» **Problem to work on**
Filter the entries down to the lines containing "rock", and copy those lines.

» **Given records**
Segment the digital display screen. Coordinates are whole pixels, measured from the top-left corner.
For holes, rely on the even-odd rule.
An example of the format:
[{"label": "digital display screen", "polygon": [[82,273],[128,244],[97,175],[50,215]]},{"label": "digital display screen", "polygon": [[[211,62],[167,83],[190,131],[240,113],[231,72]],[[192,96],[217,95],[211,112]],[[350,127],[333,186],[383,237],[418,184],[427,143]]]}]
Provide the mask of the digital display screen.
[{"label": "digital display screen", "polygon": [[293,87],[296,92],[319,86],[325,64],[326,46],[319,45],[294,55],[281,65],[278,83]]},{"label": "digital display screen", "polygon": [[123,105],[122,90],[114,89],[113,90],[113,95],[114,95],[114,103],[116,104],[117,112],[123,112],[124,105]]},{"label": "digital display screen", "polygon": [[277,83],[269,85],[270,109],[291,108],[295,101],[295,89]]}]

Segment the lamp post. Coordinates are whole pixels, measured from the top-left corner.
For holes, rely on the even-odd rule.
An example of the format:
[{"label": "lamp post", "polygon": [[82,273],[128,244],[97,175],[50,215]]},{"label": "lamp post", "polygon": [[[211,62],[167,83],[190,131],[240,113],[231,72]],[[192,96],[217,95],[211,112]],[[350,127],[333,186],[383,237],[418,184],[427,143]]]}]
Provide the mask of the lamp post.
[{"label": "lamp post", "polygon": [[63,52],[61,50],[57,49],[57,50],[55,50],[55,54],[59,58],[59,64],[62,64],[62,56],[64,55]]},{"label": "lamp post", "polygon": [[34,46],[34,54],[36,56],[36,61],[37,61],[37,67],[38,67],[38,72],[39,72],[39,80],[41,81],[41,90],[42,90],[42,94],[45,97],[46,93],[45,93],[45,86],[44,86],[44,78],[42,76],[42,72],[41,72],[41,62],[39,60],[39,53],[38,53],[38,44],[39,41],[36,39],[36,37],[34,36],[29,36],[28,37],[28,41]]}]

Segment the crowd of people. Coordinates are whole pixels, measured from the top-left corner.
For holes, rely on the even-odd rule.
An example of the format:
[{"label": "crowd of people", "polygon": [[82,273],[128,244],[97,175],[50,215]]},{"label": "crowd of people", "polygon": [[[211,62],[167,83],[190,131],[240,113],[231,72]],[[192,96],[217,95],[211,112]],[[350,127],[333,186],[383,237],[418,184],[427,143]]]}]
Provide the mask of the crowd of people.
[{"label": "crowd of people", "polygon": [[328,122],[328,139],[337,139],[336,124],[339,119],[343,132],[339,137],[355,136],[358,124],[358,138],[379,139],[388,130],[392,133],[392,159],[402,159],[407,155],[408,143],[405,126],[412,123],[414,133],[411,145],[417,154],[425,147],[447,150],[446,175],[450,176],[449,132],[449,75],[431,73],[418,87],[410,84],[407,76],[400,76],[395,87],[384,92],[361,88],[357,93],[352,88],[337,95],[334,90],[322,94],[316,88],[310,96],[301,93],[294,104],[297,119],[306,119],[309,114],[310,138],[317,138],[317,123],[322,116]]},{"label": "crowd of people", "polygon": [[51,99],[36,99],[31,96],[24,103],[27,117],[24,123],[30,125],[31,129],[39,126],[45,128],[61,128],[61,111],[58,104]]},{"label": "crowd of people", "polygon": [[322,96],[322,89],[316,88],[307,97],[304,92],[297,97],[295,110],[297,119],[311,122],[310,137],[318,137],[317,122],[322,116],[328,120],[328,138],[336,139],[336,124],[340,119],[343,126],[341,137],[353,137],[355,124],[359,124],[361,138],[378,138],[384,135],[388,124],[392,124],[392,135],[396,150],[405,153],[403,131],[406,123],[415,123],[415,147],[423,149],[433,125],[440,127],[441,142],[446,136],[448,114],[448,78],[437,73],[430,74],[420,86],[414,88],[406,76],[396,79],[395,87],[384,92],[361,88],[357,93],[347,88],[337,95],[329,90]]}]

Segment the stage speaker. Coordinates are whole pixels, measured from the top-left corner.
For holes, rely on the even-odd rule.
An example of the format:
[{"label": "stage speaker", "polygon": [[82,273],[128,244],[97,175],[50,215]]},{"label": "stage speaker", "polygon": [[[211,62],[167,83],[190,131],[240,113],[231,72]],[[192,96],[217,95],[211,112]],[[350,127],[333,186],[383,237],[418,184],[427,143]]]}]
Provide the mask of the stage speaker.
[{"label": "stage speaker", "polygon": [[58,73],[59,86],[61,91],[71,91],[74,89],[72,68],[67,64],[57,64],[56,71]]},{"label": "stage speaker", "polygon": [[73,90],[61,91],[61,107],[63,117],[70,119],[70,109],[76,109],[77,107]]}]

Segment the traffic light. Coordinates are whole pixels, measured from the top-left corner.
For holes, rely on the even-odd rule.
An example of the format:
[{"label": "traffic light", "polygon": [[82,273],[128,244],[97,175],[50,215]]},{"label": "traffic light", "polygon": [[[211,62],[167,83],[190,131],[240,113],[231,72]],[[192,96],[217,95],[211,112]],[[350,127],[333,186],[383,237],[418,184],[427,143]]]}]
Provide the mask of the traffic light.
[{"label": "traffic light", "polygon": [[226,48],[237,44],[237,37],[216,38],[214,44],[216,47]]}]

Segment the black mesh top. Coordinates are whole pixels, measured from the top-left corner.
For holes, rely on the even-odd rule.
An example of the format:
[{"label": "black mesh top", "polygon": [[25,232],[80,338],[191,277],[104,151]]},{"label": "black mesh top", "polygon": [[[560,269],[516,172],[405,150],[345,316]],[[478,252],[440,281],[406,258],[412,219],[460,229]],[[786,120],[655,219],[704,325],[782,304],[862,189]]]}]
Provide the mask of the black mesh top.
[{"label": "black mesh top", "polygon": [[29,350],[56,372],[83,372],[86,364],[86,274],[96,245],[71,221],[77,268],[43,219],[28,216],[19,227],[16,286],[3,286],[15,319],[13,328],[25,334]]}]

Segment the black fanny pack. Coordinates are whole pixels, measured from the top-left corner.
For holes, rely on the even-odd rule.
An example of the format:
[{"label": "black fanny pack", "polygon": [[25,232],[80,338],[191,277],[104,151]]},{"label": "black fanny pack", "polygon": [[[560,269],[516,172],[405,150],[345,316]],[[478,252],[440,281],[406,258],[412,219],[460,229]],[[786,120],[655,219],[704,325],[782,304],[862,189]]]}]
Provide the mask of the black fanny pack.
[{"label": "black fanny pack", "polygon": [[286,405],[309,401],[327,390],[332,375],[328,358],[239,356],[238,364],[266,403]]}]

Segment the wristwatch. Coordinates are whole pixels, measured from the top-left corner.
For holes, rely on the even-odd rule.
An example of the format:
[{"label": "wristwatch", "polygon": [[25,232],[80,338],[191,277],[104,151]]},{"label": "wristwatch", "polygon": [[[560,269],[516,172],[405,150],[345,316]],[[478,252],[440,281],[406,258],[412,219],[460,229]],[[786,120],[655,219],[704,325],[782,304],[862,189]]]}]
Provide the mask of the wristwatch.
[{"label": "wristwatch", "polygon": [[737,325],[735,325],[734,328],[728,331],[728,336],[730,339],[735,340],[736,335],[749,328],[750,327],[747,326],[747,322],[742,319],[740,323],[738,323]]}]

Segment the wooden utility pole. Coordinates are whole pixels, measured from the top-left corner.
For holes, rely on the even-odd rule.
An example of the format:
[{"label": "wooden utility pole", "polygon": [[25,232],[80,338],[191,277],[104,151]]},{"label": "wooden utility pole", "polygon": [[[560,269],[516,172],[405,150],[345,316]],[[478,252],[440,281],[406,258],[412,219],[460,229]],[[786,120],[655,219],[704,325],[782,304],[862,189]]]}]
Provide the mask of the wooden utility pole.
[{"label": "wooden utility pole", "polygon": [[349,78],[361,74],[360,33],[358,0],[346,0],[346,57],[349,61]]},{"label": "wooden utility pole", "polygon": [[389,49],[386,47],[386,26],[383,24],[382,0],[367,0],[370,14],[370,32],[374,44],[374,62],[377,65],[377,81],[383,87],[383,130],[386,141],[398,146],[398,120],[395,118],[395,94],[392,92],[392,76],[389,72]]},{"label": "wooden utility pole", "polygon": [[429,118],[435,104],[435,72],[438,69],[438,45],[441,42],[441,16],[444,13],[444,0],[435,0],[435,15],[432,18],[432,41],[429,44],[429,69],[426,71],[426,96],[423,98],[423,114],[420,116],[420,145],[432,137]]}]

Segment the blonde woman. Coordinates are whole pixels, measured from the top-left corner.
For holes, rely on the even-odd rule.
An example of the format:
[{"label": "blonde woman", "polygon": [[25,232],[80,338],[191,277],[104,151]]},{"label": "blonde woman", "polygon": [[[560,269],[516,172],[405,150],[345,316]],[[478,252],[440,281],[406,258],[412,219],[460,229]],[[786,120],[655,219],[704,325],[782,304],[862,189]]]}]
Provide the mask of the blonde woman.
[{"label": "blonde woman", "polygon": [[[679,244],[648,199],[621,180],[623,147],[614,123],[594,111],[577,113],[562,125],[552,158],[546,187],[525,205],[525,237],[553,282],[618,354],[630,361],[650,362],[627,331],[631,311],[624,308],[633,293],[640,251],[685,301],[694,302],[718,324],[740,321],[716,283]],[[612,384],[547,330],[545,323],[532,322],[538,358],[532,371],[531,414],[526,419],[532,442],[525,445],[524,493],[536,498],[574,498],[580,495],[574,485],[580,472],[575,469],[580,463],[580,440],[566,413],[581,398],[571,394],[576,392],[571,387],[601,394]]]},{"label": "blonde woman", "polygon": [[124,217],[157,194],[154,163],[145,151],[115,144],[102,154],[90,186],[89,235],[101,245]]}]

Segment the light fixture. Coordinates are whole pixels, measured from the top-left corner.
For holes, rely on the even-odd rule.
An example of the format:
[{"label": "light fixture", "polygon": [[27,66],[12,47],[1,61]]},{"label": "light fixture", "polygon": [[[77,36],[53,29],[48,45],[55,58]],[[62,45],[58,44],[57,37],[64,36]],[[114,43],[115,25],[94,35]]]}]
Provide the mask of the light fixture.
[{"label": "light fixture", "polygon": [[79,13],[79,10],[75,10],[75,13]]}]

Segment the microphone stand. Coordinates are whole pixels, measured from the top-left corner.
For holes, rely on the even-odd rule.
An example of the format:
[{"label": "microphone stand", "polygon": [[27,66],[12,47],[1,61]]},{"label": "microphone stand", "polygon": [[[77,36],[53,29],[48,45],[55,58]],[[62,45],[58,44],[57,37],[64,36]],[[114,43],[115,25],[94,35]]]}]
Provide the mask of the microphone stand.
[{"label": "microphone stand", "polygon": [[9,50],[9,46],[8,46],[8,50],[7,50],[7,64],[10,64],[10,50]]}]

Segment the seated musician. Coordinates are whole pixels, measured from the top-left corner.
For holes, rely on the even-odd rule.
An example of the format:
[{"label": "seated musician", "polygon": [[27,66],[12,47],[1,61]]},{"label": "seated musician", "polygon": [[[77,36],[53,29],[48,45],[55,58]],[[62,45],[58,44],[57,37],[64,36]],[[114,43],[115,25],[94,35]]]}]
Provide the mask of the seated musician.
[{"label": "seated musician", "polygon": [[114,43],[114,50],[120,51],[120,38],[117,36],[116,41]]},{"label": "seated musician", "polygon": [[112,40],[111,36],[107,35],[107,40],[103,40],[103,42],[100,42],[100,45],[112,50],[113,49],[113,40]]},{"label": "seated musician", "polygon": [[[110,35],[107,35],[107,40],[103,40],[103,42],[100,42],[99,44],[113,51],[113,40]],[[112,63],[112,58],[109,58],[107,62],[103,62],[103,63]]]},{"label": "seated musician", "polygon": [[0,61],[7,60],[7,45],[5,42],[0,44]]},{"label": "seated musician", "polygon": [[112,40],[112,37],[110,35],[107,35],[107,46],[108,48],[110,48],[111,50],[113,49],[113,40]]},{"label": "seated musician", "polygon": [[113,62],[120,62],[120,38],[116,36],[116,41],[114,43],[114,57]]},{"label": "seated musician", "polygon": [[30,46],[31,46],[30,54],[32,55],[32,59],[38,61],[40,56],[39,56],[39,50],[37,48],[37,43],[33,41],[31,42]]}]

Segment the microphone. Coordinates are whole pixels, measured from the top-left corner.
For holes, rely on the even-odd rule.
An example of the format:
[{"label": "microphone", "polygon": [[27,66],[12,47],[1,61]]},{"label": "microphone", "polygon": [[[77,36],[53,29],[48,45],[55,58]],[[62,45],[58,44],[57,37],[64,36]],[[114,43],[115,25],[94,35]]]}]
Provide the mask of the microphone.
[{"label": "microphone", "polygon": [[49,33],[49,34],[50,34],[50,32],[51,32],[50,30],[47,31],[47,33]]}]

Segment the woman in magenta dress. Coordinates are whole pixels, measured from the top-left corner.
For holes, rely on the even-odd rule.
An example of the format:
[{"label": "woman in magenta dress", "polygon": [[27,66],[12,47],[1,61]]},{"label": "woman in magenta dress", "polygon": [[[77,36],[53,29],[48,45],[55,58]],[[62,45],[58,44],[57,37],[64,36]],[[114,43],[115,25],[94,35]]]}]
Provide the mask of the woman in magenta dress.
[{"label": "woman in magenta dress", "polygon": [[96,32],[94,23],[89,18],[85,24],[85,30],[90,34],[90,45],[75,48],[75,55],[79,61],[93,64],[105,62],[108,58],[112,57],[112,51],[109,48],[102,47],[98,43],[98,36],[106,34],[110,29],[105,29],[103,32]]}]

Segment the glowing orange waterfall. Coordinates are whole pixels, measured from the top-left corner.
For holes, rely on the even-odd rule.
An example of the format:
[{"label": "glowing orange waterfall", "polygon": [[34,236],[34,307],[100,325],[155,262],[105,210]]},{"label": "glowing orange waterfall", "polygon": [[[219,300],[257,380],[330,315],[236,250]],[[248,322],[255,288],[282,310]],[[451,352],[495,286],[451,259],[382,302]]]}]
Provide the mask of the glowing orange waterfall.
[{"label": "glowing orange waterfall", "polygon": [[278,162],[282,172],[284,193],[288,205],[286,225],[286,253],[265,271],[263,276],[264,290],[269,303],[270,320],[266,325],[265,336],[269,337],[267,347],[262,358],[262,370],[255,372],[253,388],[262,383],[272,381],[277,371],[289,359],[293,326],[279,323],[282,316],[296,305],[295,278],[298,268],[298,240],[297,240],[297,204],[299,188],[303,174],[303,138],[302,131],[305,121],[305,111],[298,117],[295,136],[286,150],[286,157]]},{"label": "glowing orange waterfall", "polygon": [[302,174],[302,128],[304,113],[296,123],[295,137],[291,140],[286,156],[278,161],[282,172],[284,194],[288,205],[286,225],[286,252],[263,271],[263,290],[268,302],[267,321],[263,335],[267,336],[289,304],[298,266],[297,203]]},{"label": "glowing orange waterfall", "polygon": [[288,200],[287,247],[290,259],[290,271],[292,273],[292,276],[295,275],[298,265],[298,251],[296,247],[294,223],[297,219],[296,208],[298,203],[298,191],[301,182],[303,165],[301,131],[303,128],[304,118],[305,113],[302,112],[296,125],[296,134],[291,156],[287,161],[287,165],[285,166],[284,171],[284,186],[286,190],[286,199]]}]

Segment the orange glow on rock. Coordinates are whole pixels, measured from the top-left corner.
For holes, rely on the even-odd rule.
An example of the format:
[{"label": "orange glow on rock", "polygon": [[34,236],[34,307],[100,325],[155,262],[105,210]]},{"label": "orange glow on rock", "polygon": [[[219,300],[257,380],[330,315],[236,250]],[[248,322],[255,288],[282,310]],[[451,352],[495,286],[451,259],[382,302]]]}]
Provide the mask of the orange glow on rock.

» **Solved exercise**
Segment the orange glow on rock. Coordinates are whole pixels, measured from the top-left corner.
[{"label": "orange glow on rock", "polygon": [[34,236],[34,307],[100,325],[155,262],[105,210]]},{"label": "orange glow on rock", "polygon": [[[219,300],[257,380],[330,315],[236,250]],[[248,322],[255,288],[282,310]],[[451,352],[495,286],[451,259],[382,302]]]}]
Provide the mask of the orange glow on rock.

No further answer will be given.